El calabozo del estereotipo

Conocí a Baudelaire en la adolescencia, en una época en que solía meter la nariz en todo aquello que significara oscuridad.
Deambulando en el laberinto de mis siempre desordenadas lecturas, me encuentro con que existe un torvo poeta al que adjetivizan como maldito, que enaltece la belleza del mal y es un apologista del vicio.
Para un incesante buscador del elixir de lo oscuro, resultaba tentador adentrarse en la obra de un escritor al que esteriotípicamente imaginaba deambulando entre tugurios parisinos e inmerso en un sueño de opio
De entrada el solo oir un título como Las flores del mal resulta atrayente. Aunque dentro solo hubiera páginas en blanco, el solo leer esas cuatro palabras en una portada, basta para afirmar que a Baudelaire se le ocurrió el título a mi juicio más seductor en la historia de la literatura.
Después, me encuentro con que ese oscuro poeta me da la bienvenida llamándome Hipócrita lector, mi prójimo, mi hermano. No había acabado aún de leer Bendición, cuando estuve consciente de que mi relación con la obra de Baudelaire estaba condenada a no ser efímera.
Pero sucede que con el paso de los años, me parece que cada vez lo comprendo menos.
Baudelaire carga consigo la cruz del estereotipo. Su nombre evoca tinieblas, decadencia, vicio. Sin duda son muchos más los que al hablar de él piensan en el opio, los bajos fondos y la sífilis, antes que en el crítico de arte, ensayista y traductor al francés de las obras de Edgar Allan Poe y Thomas de Quincey.
Pero tal vez el propio Baudelaire jamás acabó de definirse en sus 46 años de vida. De ser un pequeño burgués con un tren de vida de dandy, se transformó en defensor no comprometido de causas revolucionarias. Un buscador de placeres oscuros y prohibidos que sin embargo jamás dejó de ser un católico temeroso de Dios. La transformación es palpable en Los paraísos artificiales. De haber sido en su juventud un defensor de las virtudes oníricas del hachís, acaba por condenarlo a ser parte del ocio burgues y en cambio enaltece al vino como el más fiel aliado de los hombres de pueblo.

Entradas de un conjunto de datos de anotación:
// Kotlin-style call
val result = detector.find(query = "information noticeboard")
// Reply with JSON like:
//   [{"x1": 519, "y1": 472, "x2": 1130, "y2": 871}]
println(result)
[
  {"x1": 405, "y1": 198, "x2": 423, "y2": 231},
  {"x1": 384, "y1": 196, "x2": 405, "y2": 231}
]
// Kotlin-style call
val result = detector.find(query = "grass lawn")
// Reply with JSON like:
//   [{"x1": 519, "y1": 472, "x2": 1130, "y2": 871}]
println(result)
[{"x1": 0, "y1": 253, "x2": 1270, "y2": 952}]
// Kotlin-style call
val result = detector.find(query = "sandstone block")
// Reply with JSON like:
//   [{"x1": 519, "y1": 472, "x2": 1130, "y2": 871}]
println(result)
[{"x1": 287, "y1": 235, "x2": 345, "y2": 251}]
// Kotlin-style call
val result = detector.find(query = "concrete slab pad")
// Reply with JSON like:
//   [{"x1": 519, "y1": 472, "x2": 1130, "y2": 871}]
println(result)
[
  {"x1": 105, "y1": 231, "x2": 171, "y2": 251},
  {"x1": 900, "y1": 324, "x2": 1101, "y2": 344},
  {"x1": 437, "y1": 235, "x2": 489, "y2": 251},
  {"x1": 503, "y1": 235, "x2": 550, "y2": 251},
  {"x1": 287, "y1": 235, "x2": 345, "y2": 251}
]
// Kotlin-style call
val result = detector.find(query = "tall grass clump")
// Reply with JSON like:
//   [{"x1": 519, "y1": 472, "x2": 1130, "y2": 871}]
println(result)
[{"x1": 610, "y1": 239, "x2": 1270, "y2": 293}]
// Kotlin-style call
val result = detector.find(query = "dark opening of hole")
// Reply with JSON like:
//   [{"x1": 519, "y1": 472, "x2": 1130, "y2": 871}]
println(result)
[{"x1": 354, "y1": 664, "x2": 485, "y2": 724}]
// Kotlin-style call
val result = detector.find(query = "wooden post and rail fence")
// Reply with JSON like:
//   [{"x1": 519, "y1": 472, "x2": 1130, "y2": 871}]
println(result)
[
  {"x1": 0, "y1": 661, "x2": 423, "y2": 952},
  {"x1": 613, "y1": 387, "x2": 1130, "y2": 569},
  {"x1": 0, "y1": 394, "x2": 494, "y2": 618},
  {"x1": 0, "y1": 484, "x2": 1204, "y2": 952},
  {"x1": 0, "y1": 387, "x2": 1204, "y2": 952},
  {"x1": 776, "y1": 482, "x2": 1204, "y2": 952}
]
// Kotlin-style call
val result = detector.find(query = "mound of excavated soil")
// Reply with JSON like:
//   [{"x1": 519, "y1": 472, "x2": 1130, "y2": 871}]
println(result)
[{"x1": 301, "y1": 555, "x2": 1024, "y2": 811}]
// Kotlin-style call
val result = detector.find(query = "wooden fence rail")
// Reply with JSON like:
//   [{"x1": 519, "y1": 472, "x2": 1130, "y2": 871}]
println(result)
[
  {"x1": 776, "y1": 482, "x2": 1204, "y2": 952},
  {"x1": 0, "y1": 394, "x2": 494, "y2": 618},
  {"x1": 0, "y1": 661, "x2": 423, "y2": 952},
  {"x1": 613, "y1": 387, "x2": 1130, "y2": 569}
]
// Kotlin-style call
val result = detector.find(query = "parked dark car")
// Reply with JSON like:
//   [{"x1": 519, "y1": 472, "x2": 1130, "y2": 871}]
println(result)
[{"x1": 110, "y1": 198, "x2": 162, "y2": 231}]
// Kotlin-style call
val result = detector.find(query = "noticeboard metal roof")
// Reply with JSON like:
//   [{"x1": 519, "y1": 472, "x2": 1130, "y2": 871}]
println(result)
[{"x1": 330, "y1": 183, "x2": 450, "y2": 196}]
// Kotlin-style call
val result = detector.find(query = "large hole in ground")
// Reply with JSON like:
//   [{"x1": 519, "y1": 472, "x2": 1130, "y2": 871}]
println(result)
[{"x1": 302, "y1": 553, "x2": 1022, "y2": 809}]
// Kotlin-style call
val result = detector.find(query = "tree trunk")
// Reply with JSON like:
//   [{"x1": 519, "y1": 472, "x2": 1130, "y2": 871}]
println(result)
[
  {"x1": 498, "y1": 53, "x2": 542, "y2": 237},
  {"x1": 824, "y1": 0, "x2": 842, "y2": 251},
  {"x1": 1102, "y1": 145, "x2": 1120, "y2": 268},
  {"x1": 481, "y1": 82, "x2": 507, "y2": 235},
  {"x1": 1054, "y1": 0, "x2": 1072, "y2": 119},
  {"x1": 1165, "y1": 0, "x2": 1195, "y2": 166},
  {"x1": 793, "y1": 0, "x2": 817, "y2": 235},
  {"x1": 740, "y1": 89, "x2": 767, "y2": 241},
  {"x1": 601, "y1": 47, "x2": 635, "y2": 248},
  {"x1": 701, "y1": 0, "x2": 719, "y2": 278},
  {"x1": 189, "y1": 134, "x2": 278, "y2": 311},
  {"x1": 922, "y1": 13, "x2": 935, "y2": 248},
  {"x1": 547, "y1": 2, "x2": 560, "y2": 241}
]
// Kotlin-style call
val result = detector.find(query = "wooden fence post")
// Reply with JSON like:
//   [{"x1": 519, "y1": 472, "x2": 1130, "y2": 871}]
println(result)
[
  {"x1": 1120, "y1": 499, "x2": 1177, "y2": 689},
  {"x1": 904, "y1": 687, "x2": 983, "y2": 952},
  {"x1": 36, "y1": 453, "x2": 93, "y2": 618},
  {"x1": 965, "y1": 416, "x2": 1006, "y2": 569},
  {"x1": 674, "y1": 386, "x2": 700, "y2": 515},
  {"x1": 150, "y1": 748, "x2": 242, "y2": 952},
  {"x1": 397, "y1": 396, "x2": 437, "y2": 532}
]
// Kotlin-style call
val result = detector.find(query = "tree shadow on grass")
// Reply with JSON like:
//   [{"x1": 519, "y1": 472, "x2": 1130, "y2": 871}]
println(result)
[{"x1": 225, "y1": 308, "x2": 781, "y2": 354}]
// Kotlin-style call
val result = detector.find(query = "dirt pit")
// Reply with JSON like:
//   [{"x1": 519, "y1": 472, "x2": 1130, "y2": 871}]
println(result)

- Objetivos
1. Duplique el fragmento del texto sobre Baudelaire comprendido entre "Para un incesante" y "lo comprendo menos.", ambos incluidos.
2. Indique si cada afirmación concuerda con el texto sobre Baudelaire, respondiendo sí o no y citando literalmente las palabras que lo determinan: (a) Quien escribe conoció a Baudelaire en la adolescencia. (b) Con los años, quien escribe comprende cada vez mejor a Baudelaire. (c) Baudelaire vivió 46 años.
No es necesario consultar los registros.

- Lista de respuestas
1.
Para un incesante buscador del elixir de lo oscuro, resultaba tentador adentrarse en la obra de un escritor al que esteriotípicamente imaginaba deambulando entre tugurios parisinos e inmerso en un sueño de opio
De entrada el solo oir un título como Las flores del mal resulta atrayente. Aunque dentro solo hubiera páginas en blanco, el solo leer esas cuatro palabras en una portada, basta para afirmar que a Baudelaire se le ocurrió el título a mi juicio más seductor en la historia de la literatura.
Después, me encuentro con que ese oscuro poeta me da la bienvenida llamándome Hipócrita lector, mi prójimo, mi hermano. No había acabado aún de leer Bendición, cuando estuve consciente de que mi relación con la obra de Baudelaire estaba condenada a no ser efímera.
Pero sucede que con el paso de los años, me parece que cada vez lo comprendo menos.

2.
(a) Sí: "Conocí a Baudelaire en la adolescencia".
(b) No: "con el paso de los años, me parece que cada vez lo comprendo menos".
(c) Sí: "en sus 46 años de vida".